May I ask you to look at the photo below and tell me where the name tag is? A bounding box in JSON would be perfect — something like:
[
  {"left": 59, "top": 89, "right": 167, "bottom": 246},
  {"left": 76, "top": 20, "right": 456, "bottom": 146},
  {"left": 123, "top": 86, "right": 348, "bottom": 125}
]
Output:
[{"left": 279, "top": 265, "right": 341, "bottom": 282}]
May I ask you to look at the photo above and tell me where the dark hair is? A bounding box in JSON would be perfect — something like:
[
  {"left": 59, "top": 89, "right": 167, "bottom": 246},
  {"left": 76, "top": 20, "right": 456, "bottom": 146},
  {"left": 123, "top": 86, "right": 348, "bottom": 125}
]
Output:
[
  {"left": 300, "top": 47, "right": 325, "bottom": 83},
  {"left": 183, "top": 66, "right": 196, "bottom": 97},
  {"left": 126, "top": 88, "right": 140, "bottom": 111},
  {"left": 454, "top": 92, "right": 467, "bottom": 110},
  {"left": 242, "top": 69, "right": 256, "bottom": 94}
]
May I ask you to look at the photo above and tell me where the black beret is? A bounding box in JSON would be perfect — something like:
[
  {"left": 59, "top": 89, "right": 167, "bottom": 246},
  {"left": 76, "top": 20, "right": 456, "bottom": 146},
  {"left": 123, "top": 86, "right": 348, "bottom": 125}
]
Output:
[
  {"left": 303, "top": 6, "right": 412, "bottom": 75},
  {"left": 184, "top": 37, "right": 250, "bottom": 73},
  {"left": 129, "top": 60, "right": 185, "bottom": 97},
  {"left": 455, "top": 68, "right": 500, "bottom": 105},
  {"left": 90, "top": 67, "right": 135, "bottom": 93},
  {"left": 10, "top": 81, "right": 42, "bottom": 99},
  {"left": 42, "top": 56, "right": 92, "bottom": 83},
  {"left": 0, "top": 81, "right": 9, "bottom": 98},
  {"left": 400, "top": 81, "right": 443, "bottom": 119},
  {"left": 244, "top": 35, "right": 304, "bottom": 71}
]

§ §

- Required work:
Pull every line containing "would" out of the records.

- Answer section:
May I ask you to look at the photo below and tell me where the name tag is? A bounding box in JSON would be perfect — something like:
May I ask you to look at the photo above and tell me where the dark hair is? A bounding box in JSON would be perfect — something like:
May I ask you to look at the photo above and tell me where the black beret is? A bounding box in JSON would be perfect — something like:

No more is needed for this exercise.